■ **Task directions**: Among the records below, find the lines with the word "woman" and copy them.

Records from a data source
- Opening Delimiter -

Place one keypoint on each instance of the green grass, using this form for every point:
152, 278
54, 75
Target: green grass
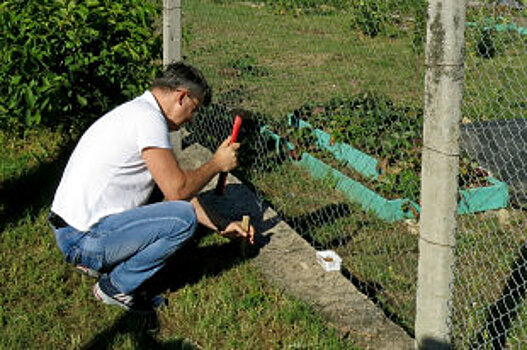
311, 58
217, 300
382, 257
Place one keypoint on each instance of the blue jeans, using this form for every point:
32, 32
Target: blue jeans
130, 246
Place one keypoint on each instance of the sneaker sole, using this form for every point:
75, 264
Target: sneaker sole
106, 299
87, 271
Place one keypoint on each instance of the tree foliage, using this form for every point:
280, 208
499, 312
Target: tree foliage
66, 60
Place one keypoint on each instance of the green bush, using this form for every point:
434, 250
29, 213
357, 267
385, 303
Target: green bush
64, 58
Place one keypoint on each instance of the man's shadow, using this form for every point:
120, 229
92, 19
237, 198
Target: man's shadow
187, 267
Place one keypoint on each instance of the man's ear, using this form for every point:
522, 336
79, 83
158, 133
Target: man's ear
180, 95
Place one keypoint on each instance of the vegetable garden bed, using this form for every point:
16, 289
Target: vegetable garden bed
373, 182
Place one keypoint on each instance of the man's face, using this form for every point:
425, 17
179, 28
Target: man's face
186, 106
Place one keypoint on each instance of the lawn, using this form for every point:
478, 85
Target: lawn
217, 300
273, 62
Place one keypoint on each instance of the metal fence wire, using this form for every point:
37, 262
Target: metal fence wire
332, 94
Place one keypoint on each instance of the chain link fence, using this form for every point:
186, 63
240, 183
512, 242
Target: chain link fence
331, 93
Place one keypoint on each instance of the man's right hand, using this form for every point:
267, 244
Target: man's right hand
226, 156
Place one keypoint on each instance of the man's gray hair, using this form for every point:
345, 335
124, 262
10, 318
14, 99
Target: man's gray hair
182, 75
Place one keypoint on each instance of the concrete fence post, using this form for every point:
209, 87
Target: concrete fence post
171, 31
172, 48
445, 43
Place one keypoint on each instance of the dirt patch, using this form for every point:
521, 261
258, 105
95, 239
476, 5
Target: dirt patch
289, 261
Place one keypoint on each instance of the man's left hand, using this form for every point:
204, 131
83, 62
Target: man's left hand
235, 230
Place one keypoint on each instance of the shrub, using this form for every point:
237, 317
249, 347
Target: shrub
64, 58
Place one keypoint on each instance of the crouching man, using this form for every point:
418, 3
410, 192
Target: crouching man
99, 214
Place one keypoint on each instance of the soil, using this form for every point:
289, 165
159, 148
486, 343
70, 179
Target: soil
287, 260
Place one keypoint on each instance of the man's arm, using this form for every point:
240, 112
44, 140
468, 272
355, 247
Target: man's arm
232, 230
177, 184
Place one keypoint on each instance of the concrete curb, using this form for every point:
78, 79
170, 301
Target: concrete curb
287, 260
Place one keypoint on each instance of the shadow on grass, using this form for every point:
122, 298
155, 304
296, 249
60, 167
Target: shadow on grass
187, 267
27, 194
501, 314
143, 329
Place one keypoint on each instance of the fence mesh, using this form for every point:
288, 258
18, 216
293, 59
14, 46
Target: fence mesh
331, 93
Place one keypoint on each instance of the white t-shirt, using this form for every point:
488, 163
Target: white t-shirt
106, 173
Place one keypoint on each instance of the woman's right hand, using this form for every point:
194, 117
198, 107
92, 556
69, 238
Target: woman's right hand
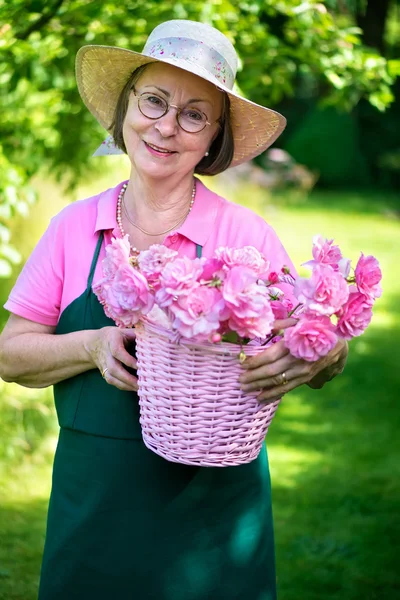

- Closing Delimiter -

■ **Response**:
Place one keypoint on each instance of the woman's right hand, using this form for every point:
Target: woman's right hand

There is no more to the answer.